[Voci da un insieme di annotazioni a punti]
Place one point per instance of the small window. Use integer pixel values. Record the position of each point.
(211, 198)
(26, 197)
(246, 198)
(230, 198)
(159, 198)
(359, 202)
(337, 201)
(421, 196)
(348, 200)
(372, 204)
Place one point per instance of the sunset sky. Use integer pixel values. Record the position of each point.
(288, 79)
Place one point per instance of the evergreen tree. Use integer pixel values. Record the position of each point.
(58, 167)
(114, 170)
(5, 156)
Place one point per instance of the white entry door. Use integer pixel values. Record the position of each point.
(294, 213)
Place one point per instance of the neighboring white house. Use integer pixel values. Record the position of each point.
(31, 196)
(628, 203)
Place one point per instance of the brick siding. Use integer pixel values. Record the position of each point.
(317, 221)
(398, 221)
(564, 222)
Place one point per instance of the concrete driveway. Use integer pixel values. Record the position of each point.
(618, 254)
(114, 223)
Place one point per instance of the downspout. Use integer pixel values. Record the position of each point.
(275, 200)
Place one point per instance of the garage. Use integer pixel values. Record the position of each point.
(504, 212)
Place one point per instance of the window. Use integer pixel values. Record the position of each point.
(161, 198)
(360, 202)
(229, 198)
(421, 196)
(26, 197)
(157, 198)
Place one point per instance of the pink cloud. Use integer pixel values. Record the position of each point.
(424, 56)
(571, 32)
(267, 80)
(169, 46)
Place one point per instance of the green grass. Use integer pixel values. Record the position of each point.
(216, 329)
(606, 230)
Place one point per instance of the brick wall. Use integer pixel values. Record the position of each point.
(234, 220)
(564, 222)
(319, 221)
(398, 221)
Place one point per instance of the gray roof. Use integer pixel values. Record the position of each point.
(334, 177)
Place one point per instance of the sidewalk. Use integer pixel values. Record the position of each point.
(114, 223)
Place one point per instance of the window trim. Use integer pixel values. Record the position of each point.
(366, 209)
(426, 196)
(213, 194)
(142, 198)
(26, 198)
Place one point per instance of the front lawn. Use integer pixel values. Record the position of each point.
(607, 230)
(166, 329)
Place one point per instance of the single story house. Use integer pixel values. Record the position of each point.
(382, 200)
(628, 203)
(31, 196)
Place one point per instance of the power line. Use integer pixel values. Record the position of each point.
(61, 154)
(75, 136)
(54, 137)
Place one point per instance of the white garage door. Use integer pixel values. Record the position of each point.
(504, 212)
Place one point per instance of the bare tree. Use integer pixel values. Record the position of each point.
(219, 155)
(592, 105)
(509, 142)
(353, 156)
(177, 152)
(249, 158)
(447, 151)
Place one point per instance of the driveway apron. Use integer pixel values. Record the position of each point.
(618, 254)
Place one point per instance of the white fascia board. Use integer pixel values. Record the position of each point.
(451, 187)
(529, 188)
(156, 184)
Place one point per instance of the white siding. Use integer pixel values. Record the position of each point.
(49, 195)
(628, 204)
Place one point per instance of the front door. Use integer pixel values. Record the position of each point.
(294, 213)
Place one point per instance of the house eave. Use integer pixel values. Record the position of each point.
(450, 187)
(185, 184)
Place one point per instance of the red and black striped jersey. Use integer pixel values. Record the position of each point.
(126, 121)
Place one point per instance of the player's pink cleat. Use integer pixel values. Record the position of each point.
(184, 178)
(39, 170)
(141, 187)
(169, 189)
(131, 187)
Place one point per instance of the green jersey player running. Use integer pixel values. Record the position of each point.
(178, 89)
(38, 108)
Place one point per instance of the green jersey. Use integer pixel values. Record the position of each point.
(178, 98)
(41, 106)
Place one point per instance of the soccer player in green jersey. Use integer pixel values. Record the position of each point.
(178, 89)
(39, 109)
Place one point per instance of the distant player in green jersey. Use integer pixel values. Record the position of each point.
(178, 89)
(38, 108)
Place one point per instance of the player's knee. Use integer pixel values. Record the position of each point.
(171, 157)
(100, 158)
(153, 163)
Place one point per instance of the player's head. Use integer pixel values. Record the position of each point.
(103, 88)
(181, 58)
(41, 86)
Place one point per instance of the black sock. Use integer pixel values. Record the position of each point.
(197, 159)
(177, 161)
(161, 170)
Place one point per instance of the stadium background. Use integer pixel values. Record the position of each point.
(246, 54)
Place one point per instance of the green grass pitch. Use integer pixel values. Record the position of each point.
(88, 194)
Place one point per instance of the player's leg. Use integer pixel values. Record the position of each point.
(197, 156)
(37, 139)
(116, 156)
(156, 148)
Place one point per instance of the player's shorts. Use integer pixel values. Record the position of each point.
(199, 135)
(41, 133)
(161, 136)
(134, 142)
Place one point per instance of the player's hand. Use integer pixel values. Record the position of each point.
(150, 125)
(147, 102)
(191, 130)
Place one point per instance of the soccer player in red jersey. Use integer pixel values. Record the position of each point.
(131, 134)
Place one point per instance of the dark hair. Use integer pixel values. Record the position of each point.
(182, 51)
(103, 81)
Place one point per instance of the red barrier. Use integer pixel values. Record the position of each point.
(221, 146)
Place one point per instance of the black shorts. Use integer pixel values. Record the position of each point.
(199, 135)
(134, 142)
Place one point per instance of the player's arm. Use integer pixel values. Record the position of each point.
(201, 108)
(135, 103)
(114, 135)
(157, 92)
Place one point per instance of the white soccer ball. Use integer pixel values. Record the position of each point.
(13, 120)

* _Descrizione del problema_
Ricopia tutto l'elenco qui sopra riga per riga, senza cambiare nulla.

* _Risultato esercizio_
Place one point per instance of the small window. Use integer pixel values. Record the position of each point.
(211, 198)
(26, 197)
(246, 198)
(230, 198)
(159, 198)
(359, 202)
(337, 201)
(421, 196)
(348, 200)
(372, 204)
Place one point per instance of the sunset sky. Use integer pixel values. Record the position of each point.
(288, 79)
Place one point per instance of the evergreen tree. Use integer pixel values. Record the position of each point.
(58, 167)
(114, 170)
(5, 156)
Place one point per instance of the white entry door. Use integer pixel values. Record the position of each point.
(294, 213)
Place one point per instance of the neighboring white house. Use integer pixel values. Record the position of each point.
(31, 196)
(628, 203)
Place one point per instance of the brick siding. Use integer pixel values. Record the position of each point.
(317, 221)
(398, 221)
(564, 222)
Place one point per instance of the concrete driveway. Use integer pixel values. Record the position of each point.
(618, 254)
(114, 223)
Place one point per instance of the downspout. Use integer pixel values. Record the position of each point.
(275, 200)
Place one point per instance of the garage. Use integer pixel values. Record the position of each point.
(504, 212)
Place one point per instance of the window. Use integer pixel values. Record the position of each point.
(161, 198)
(360, 202)
(229, 198)
(421, 196)
(26, 197)
(157, 198)
Place one point per instance of the pink cloud. Use integer pixel values. Record the position of each point.
(424, 56)
(571, 32)
(267, 80)
(169, 46)
Place one point per instance of the green grass. Use integer pixel values. Record the position of each point.
(216, 329)
(606, 230)
Place one point per instance of the brick wall. Use integer pixel values. Record the position of each point.
(234, 220)
(564, 222)
(319, 221)
(398, 221)
Place one point per instance of the gray roof. Use integer pixel values. Record the position of each point.
(334, 177)
Place one point per instance of the sidewalk. Use integer pixel values. Record the position of each point.
(114, 223)
Place one point per instance of the window trim. Use integer pixel values. Record the position of each point.
(366, 209)
(426, 196)
(213, 194)
(142, 198)
(26, 198)
Place one point per instance of the front lawn. Use integer pixel values. Record the position of each point.
(607, 230)
(166, 329)
Place one point per instance of the single story house. Use integer pixel values. Record the position of each point.
(382, 200)
(628, 203)
(31, 196)
Place one point per instance of the power line. Use integer pixel values. Record the position of each point.
(61, 154)
(75, 136)
(54, 137)
Place one point per instance of the white garage door. Use integer pixel values. Record the position of each point.
(504, 212)
Place one point per instance of the bare tree. Use integer pixel values. Record the position of each point.
(219, 155)
(592, 105)
(509, 142)
(353, 156)
(177, 152)
(249, 158)
(447, 151)
Place one point per instance of the driveway apron. Use integer pixel values. Record the position of each point.
(618, 254)
Place one point per instance of the white fascia board. Use integer pixel values. Record the position of each point.
(451, 187)
(529, 188)
(156, 184)
Place one point per instance of the white siding. Use integer pixel values. Record the position of each point.
(49, 195)
(628, 204)
Place one point per instance of the front door. Use integer pixel values. Record the position of each point.
(294, 213)
Place one point per instance of the house eave. Use integer pixel values. Record the position of each point.
(450, 187)
(185, 184)
Place one point per instance of the red and black striped jersey. Use integer pixel values. Record the position of each point.
(126, 121)
Place one point per instance of the player's pink cleat. Use integer pixel values. Record the position of each point.
(184, 178)
(39, 170)
(141, 187)
(169, 189)
(131, 187)
Place one point per instance of the green jersey player running. Use integer pixel values. Record the position of each point.
(178, 89)
(38, 108)
Place one point per instance of the green jersey. Use integer pixel values. Record the position of each point.
(178, 98)
(41, 106)
Place one point per instance of the soccer player in green jersey. Use integer pixel values. Record the position of each point.
(178, 89)
(39, 109)
Place one point per instance of the distant player in green jersey. Use integer pixel values. Record the position of each point.
(178, 89)
(38, 108)
Place one point per instance of the player's knee. Use integer pixel values. Record the position of each point.
(171, 157)
(100, 158)
(153, 163)
Place one point per instance of the player's head. Use integer pixel values. Record the position of each point.
(103, 88)
(181, 58)
(41, 86)
Place one point per instance of the black sock. Use integer pixel values. Record the position of each point.
(197, 159)
(177, 161)
(161, 170)
Place one point per instance of the stadium background. Use integer pixel values. Record the position of each point.
(246, 54)
Place one point per instance of the green grass pitch. Use integer pixel values. Record the position of each point.
(88, 194)
Place one point per instance of the player's leg. Use integer pixel values. Record the position of each point.
(197, 156)
(37, 139)
(116, 156)
(156, 148)
Place one point per instance of the player's shorts. Use integer pixel values. Record the position of each point.
(199, 135)
(41, 133)
(161, 136)
(134, 142)
Place one point per instance of the player's hand. Use integer pixel values. Record the position of each point.
(150, 125)
(147, 102)
(191, 130)
Place one point per instance of the soccer player in red jersey. Use integer pixel values. Record the position of each point.
(131, 134)
Place one point per instance of the dark hair. Use integer pixel values. Record the position of each point.
(182, 51)
(103, 81)
Place one point per instance of the red barrier. Use integer pixel values. Record the position of each point.
(221, 146)
Place one point per instance of the black shorts. Use integer pixel values. Record the position of each point.
(199, 135)
(134, 142)
Place one point per instance of the player's arm. Use integer pixel values. Record the position of each point.
(201, 108)
(135, 103)
(114, 135)
(157, 92)
Place one point per instance of the white soccer ball. Use integer pixel values. Record the position of each point.
(13, 120)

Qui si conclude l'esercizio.